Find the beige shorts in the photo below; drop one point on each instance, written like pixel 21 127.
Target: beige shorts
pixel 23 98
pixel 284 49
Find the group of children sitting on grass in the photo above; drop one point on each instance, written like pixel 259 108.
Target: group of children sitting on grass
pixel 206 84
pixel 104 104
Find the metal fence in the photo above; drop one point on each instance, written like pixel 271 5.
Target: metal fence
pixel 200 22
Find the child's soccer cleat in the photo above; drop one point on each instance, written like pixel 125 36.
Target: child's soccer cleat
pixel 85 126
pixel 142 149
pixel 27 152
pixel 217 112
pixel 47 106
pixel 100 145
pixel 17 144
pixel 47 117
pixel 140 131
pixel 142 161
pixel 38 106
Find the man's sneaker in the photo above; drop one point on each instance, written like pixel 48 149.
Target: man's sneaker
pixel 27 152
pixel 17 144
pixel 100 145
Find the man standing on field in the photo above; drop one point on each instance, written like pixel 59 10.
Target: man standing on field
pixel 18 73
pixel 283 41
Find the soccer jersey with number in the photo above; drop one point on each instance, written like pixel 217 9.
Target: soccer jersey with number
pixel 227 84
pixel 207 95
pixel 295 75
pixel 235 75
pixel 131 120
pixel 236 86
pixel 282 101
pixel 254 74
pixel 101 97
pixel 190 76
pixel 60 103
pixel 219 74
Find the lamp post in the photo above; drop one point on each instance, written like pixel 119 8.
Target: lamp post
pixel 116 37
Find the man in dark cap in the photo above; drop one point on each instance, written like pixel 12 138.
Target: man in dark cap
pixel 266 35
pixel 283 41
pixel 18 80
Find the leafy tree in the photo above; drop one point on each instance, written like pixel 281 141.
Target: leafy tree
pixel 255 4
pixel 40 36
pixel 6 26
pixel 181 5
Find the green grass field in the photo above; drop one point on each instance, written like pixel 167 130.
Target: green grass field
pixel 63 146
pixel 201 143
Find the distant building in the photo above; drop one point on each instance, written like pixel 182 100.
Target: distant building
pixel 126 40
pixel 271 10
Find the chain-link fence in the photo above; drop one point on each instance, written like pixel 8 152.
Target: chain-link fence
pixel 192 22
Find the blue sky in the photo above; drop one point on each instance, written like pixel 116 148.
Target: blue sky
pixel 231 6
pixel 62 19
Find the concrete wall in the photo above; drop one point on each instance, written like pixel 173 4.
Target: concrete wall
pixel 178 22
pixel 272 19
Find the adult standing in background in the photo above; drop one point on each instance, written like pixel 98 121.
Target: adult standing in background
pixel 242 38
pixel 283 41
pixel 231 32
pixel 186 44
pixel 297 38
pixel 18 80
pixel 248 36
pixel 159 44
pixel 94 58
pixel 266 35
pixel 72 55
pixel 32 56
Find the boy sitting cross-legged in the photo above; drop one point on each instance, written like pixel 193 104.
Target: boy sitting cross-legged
================================
A bare number should be your reply: how many lines in the entries above include the word "legged".

#### [Your response]
2